ABOUT THIS TASK:
Gather up every line from the entries below that uses the word "house".

[Stored data entries]
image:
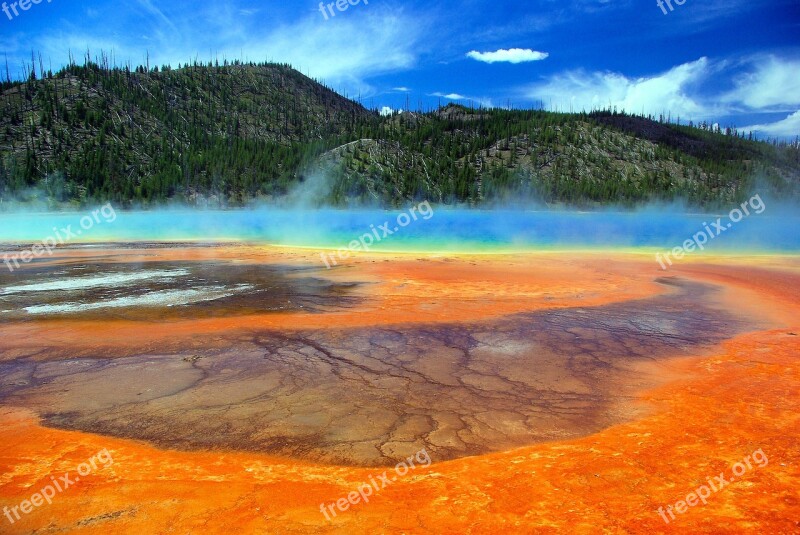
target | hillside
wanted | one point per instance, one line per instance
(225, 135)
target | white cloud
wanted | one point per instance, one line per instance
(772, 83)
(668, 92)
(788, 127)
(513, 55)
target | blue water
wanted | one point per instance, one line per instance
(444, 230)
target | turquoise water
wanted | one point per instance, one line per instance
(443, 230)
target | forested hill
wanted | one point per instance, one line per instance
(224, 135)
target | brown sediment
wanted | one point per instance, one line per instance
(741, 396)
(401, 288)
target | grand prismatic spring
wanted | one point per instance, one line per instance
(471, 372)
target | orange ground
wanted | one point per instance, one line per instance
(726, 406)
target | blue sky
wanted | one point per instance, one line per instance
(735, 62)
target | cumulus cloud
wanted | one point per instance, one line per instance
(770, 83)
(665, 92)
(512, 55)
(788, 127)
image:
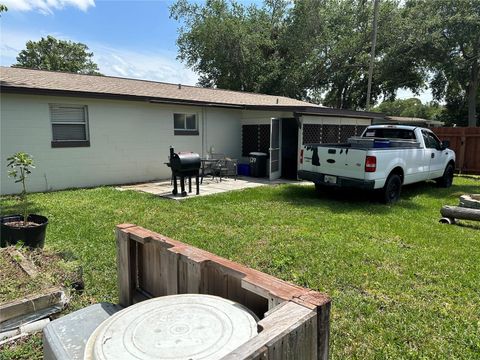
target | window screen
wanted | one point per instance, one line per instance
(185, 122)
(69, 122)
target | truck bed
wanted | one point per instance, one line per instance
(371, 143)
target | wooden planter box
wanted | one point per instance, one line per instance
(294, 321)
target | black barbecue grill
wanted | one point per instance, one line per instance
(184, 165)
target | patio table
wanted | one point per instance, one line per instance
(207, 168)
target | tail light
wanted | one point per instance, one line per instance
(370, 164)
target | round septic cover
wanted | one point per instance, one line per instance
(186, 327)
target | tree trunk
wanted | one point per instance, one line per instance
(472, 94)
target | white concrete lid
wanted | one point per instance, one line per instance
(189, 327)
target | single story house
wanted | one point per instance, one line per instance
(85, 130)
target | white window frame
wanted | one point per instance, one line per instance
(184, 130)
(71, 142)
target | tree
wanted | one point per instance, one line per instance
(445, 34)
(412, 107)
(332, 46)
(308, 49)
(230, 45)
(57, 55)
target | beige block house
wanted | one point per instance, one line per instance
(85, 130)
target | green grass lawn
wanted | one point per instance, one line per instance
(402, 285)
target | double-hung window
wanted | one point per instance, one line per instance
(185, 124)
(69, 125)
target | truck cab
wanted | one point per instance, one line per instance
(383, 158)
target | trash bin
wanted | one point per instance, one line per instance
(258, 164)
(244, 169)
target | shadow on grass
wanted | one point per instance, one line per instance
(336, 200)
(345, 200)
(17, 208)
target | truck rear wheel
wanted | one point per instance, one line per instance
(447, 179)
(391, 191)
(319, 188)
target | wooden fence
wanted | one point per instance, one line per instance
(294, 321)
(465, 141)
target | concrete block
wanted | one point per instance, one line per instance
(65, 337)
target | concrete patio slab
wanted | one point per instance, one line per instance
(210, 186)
--
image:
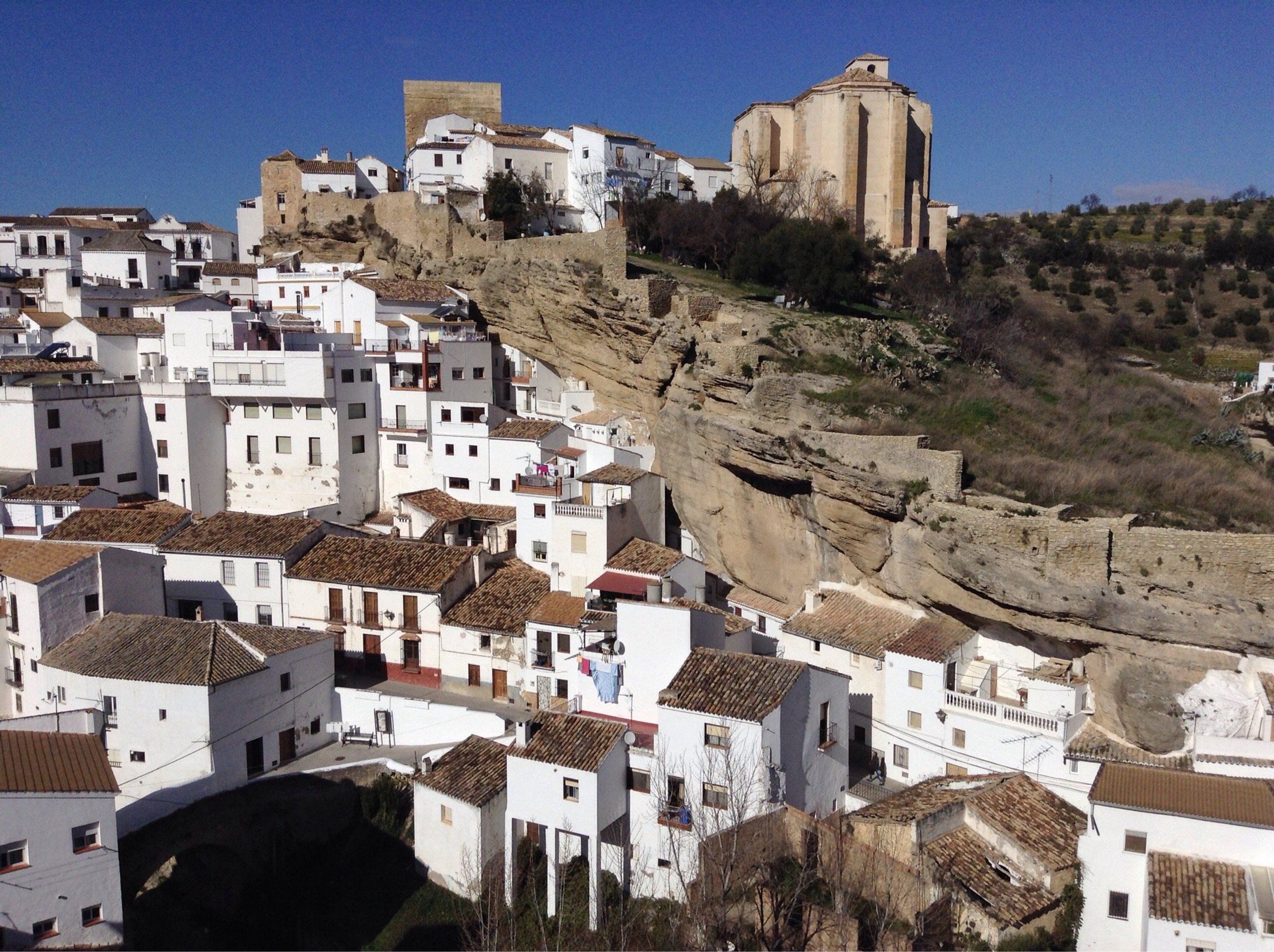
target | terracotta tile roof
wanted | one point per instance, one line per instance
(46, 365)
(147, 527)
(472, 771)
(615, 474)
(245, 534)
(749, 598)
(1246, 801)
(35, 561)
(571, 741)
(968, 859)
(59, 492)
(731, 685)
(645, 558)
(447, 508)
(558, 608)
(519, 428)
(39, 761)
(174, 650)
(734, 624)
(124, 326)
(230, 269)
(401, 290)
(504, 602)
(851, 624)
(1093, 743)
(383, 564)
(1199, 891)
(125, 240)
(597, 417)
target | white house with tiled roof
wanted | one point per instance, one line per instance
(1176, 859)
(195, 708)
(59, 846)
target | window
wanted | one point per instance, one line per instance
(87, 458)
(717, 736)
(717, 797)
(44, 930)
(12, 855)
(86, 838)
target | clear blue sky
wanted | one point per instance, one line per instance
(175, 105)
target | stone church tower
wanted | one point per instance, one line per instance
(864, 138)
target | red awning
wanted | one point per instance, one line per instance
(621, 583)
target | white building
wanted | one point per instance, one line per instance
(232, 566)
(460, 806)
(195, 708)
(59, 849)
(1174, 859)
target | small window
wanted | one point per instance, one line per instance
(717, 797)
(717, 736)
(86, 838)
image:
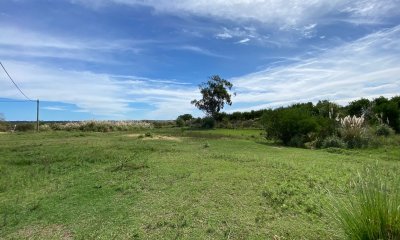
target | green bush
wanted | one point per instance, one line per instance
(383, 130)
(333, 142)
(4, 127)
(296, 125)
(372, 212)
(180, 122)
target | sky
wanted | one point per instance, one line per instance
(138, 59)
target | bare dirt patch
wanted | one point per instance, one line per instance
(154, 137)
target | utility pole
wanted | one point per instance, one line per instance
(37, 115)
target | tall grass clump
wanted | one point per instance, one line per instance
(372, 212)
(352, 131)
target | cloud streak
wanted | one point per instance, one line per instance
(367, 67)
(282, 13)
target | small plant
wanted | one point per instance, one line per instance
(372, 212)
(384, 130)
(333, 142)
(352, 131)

ANSWER SECTION:
target | single story house
target | beige block house
target | white house with tiled roof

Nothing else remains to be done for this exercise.